_やること_
1. Neatの保険についての文章と、次の(a)〜(c)が合っているか、「はい」か「いいえ」で答えてください。それぞれ、決め手になった文章の言葉をそのまま引用してください。
(a) Neatは保険のリスクを、パートナーの小売業者に負わせている。
(b) Neatが扱う保険には、コンサートチケットの保険も含まれる。
(c) スマートフォンの保険料は、どの機種でも同じにすべきだとされている。
2. Neatの保険についての文章によると、Neatは保険業界でいう何として機能していますか。

_選んだ文章_
+++

Neatが提供する保険商品は、他の企業が自社の顧客に提供する保険契約をサポートする仕組みを持つ。保険業界の専門用語でいえば、「アフィニティ保険」と呼ばれる分野にフォーカスしている。例えば、スマートフォンを購入した際に、落下や破損に備えた保険を一緒に契約できる仕組みだ。この他にも、旅行保険やコンサートチケットの保険、家電製品の延長保証なども対象となる。


Neatの革新は、組み込み保険に焦点を当て、パートナーの小売業者が自然な形で保険商品を販売できるよう支援する点にある。小売業者は保険商品を販売することで手数料を得るが、保険の複雑なリスク管理には関わらず、リスクはNeatが引き受ける形だ。具体的には、Neatは保険業界でいう「総代理店」として機能しており、保険契約の構築や管理を担いつつ、リスク自体は再保険会社に委ねている。


Neatの共同創業者兼CEOであるMaximilien Dauzetは、このビジネスモデルについて次のように説明している。「私たちは、いわゆる会社の『小切手帳』を持っている状態です。つまり、料金設定や商品設計を自社で行い、そのリスクは信頼する保険会社や再保険会社にアウトソーシングする仕組みです。」こうしたフルスタックアプローチにより、Neatは多様な保険商品を迅速に提供できる点で他のプレーヤーと差別化されている。例えば、旅行保険は年齢や目的地によって料金が異なるべきであり、スマートフォンの保険もデバイスのモデルや再生品かどうかで価格設定が変わるべきだと考える。

+++

_渡された情報_
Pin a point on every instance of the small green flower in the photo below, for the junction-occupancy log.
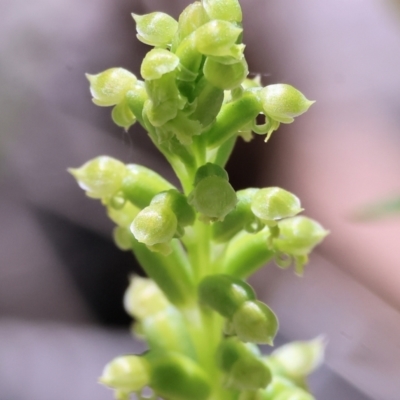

+++

_答え_
1.
(a) いいえ。「小売業者は保険商品を販売することで手数料を得るが、保険の複雑なリスク管理には関わらず、リスクはNeatが引き受ける形だ。」
(b) はい。「この他にも、旅行保険やコンサートチケットの保険、家電製品の延長保証なども対象となる。」
(c) いいえ。「スマートフォンの保険もデバイスのモデルや再生品かどうかで価格設定が変わるべきだと考える。」

2. 「総代理店」として機能しています。